───── Records supplied

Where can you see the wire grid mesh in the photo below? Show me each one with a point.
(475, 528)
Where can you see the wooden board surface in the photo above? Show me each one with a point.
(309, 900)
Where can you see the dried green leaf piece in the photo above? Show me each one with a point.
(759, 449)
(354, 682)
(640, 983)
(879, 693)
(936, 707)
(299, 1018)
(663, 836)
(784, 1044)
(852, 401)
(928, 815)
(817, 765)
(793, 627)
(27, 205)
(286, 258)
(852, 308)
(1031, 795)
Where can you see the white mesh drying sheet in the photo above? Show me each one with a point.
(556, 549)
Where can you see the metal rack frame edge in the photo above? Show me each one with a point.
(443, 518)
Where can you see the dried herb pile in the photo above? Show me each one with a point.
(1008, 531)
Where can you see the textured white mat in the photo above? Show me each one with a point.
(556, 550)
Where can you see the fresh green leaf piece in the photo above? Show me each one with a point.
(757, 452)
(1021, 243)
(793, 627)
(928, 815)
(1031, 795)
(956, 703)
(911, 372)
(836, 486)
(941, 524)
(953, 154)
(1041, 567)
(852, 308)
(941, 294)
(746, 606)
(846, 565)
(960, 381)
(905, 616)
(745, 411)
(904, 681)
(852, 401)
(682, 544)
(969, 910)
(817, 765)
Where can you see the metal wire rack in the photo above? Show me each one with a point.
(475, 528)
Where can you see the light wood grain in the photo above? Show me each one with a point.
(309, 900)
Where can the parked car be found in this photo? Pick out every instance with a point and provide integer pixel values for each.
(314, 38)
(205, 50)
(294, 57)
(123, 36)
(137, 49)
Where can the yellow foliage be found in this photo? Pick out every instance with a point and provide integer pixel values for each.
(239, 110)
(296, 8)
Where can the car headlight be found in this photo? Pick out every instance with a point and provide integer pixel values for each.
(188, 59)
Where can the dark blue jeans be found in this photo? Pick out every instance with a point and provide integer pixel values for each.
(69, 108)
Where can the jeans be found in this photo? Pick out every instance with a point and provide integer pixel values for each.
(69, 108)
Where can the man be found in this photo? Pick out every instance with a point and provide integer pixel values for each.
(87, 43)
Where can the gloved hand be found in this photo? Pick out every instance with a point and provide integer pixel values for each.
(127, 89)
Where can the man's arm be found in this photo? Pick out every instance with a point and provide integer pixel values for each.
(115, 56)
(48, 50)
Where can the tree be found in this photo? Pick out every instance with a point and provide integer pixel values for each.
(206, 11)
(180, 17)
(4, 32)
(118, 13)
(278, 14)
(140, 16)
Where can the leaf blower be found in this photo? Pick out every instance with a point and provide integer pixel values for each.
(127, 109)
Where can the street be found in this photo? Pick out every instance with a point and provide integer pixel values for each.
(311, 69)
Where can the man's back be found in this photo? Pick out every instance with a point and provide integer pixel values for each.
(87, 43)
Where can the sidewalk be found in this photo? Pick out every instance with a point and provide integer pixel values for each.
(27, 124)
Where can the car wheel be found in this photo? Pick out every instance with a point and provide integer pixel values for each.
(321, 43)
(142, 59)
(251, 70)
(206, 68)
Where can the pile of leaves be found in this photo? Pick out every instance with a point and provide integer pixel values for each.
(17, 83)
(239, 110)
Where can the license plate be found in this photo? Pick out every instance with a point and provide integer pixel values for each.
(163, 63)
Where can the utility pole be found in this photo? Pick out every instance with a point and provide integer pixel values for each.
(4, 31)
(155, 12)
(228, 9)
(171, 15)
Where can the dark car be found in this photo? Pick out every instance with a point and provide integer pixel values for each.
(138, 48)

──────────

Your goal: Repeat the material above in full. Match it exactly.

Task result:
Where can you see the wire grid mesh in the photo below? Show me each one with a point.
(475, 528)
Where can you see the wooden board surface in the photo above? Show me each one with a point.
(309, 900)
Where can you see the dried green leaf piece in the photo above? Show me each one with a point.
(759, 449)
(354, 682)
(640, 983)
(879, 693)
(936, 707)
(299, 1018)
(663, 836)
(784, 1044)
(852, 401)
(928, 815)
(817, 765)
(793, 627)
(27, 205)
(286, 258)
(852, 308)
(1031, 795)
Where can you see the white mesh drying sheet in the photo above? Show me each one with a point.
(556, 549)
Where can you see the metal rack frame edge in the photo above? Show me each one with a point.
(443, 518)
Where can you see the dried herb pile in the photo above? Show me each one with a point.
(1008, 531)
Where can you see the textured white mat in the photo above? Show me each one with a point.
(556, 550)
Where can you see the fresh green leaf piece in the photo above? Show me each one with a point.
(757, 452)
(1021, 243)
(793, 627)
(928, 815)
(1031, 795)
(956, 703)
(911, 372)
(836, 486)
(941, 524)
(953, 154)
(1041, 567)
(852, 308)
(941, 294)
(746, 606)
(846, 565)
(960, 381)
(905, 616)
(745, 411)
(904, 681)
(852, 401)
(682, 544)
(969, 910)
(817, 765)
Where can you see the metal wire rack in the photo above? Show me each one with a point.
(475, 528)
Where can you see the light wood grain in the photo above? Show me each one with a point.
(309, 900)
Where can the parked car be found in this photo? Pick out every instance with a point and provide integer pixel values for each.
(314, 38)
(205, 50)
(294, 57)
(123, 36)
(137, 49)
Where can the yellow foliage be found in this photo? Pick out every instance with a point and provide integer pixel values for each.
(239, 110)
(296, 8)
Where can the car headlight be found in this photo? Pick out every instance with a point and provide integer pixel values for each.
(188, 59)
Where can the dark blue jeans be found in this photo? Pick out every instance with a point and provide integer pixel values for each.
(69, 108)
Where can the jeans be found in this photo? Pick out every instance with a point and provide integer pixel values for each.
(69, 108)
Where can the man be found in this photo? Pick out every instance with a point and provide integer pixel values for each.
(87, 43)
Where can the gloved hand be found in this photo? Pick out every instance with a point and provide integer pixel values for each.
(127, 89)
Where can the man's arm be found in this photo? Pick out every instance with a point and provide integer pixel values for each.
(115, 56)
(48, 50)
Where can the tree be found in this photo? Pick out every instance with a point and provide integer pixel values for each.
(206, 11)
(180, 17)
(4, 32)
(118, 13)
(278, 14)
(140, 16)
Where can the leaf blower be found in this photo? Pick out every instance with a point and provide integer pixel values for each.
(127, 109)
Where can the street be found in this photo? Pick out every instance with a point and provide integer pixel values for each.
(311, 69)
Where can the man's back be found in this photo? Pick out every instance with a point and provide integer pixel values for each.
(87, 43)
Where can the sidewalk be found in this photo? Pick out every instance with a point and provide integer pixel values for each.
(27, 124)
Where can the car wheel be found in this photo? Pick out every instance with a point and provide integer pixel values for each.
(321, 43)
(142, 59)
(251, 70)
(206, 68)
Where can the pile of leaves be found in this photo? Pick out every instance with a point and provide integer pixel values for each.
(17, 83)
(239, 110)
Where can the license plate be found in this photo? Pick out every instance with a point and provide integer pixel values for each.
(163, 63)
Where can the utility pole be found in this photo? Pick out every instance with a point and provide integer pixel values for each.
(4, 31)
(155, 12)
(228, 9)
(171, 15)
Where can the dark car be found in this photo? Pick out every instance with a point and provide integer pixel values for each.
(138, 48)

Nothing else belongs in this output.